Exercise data
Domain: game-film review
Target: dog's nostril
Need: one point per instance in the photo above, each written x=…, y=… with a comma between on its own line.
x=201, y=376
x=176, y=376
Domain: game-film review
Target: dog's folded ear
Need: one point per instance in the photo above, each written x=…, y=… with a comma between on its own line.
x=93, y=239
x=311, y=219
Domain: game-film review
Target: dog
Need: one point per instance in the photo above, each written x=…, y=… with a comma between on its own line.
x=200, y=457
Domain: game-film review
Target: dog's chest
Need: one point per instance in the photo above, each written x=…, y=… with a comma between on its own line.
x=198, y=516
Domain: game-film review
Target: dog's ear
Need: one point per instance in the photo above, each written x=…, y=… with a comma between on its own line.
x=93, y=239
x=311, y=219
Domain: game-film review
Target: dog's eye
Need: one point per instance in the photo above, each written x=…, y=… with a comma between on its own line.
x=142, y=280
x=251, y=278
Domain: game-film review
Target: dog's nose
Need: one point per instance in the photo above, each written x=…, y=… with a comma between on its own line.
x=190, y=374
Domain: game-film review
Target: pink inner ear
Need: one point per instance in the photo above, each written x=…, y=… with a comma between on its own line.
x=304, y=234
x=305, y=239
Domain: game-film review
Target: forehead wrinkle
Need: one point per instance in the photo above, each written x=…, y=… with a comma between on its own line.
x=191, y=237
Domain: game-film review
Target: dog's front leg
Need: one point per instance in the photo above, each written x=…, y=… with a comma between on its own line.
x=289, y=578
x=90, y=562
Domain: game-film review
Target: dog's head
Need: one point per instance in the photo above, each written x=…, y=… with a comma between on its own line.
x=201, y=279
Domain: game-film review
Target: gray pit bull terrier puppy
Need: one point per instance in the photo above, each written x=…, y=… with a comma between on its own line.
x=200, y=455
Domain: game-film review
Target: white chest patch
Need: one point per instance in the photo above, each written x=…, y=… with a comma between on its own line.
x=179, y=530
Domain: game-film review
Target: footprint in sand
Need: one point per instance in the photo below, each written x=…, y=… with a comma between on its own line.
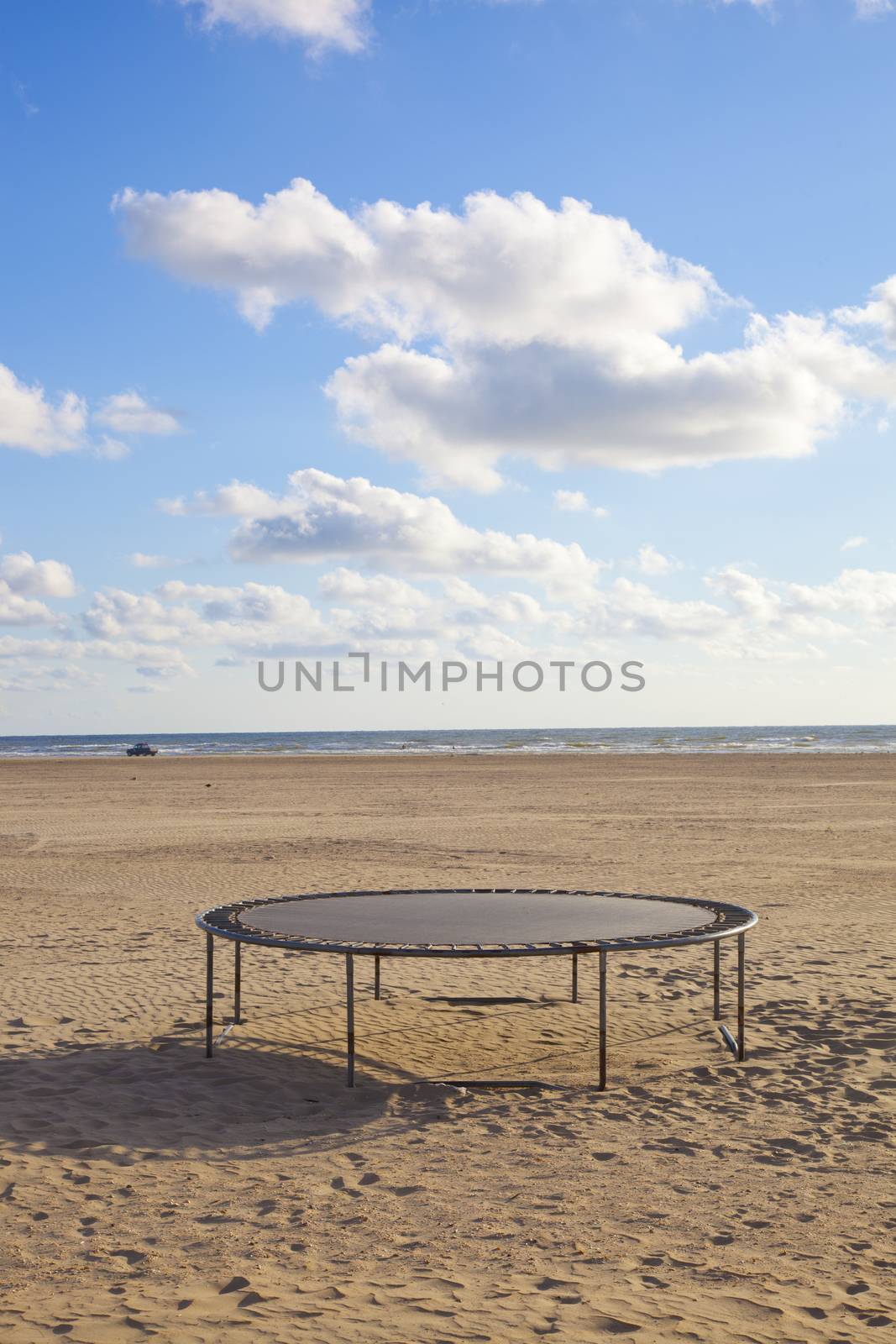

About this exercise
Write the lines above out again exactly, without any of their pictures.

Expected answer
Domain: game-film review
Target: dog's nostril
Need: one point per instance in the photo above, each written x=…, y=… with a comma between on its own line.
x=201, y=376
x=176, y=376
Domain: game-film review
Target: dog's folded ear
Need: one point per instance in the photo above, each written x=…, y=… with a comma between on its own line.
x=93, y=239
x=311, y=219
Domain: game-film review
Target: dog
Need: one point per instance in the photo above, each written x=…, y=… with a comma between on its own line.
x=200, y=457
Domain: game-film review
Target: dog's chest
Need: one point per instance in the photo above, each written x=…, y=… with a comma between on its own line.
x=198, y=516
Domain: game-film review
Target: dog's ear
Need: one point per instance in the photo above, each written x=…, y=… with a comma between on its own line.
x=93, y=239
x=311, y=219
Domain: game-film review
Target: dog's eye
Need: one point per instance in the photo above, each written x=…, y=… with a comma between on its own line.
x=142, y=280
x=251, y=278
Domain: game-film review
Target: dog's nose
Need: one point per instance in the photo above, each written x=…, y=… with a comma between on its own line.
x=190, y=374
Domain: game-film review
Target: pink inner ear
Need: one point per instance in the photo above, each written x=…, y=… with a comma between on its own line.
x=304, y=234
x=305, y=239
Domain: game-film review
Target: forehead wrinkle
Need: one point per instance in the photo above, each written x=…, y=… with a comma between on its own line.
x=191, y=237
Domain: game-film review
Target: dog's front leg
Need: one point per instance in the photo above, each written x=…, y=… with a comma between on its own line.
x=289, y=578
x=90, y=562
Domain: game-film review
Target: dog's head
Need: one point per instance in the photo above, each written x=…, y=… with a comma between on its own line.
x=201, y=279
Domain: game-film review
Target: gray pit bull terrier puppy
Need: one point per instance in the photo above, each written x=…, y=… with a comma between on its own line.
x=200, y=455
Domain: game-film review
Target: white chest patch
Need: one point per instance in the photo above, each written x=…, y=… with a comma between on its own line.
x=179, y=530
Domain: game-film review
Target: footprint in sand
Need: one point per instance in the photo below, each written x=…, y=… with a comma between on its own line.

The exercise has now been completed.